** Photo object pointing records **
╔══

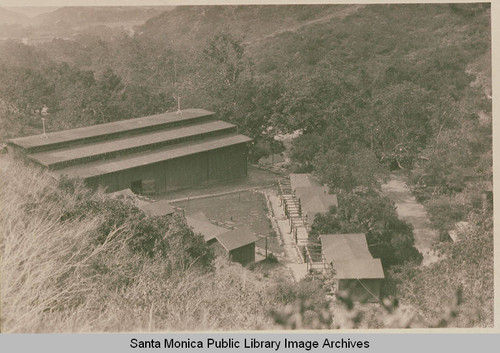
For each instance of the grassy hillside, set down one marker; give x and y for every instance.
(75, 261)
(373, 88)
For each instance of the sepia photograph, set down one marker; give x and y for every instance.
(270, 167)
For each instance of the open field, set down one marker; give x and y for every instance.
(244, 208)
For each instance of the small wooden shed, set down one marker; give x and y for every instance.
(356, 271)
(238, 244)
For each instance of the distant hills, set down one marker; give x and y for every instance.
(12, 17)
(66, 22)
(105, 14)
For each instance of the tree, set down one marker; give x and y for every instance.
(388, 237)
(348, 170)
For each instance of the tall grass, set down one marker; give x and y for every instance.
(56, 278)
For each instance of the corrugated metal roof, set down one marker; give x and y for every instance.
(350, 256)
(100, 148)
(236, 238)
(362, 269)
(108, 128)
(158, 208)
(200, 224)
(102, 167)
(342, 247)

╚══

** WHAT YOU NEED TO DO **
Output the lines of the records above as a JSON list of strings, one string per line, skipping blank lines and leaving out the pictures.

** FULL RESPONSE **
[
  "For each instance of the grassy hillside, set down one marker; give x and y for every instance.",
  "(75, 261)",
  "(373, 88)",
  "For each instance of the sepia photograph, set down one marker; give x and y for every instance.",
  "(270, 167)",
  "For each instance of the open field, set down one marker; give x and y for every instance.",
  "(244, 208)",
  "For each instance of the small wooden shed, set down one marker; give x and y for every instance.",
  "(356, 271)",
  "(238, 244)",
  "For each instance of the distant hills, set down one marker; give x and y for every instance.",
  "(12, 17)",
  "(66, 22)",
  "(105, 14)",
  "For each instance of the tree, set down one marker; give x and y for every instance.",
  "(388, 237)",
  "(348, 170)",
  "For each instance of the tall grass, set down one marker; give x and y for every instance.",
  "(56, 278)",
  "For each instance of the corrugated metal roof, set down one marker; give x and y for every instance.",
  "(350, 256)",
  "(100, 148)",
  "(236, 238)",
  "(362, 269)",
  "(108, 128)",
  "(158, 208)",
  "(200, 224)",
  "(102, 167)",
  "(342, 247)"
]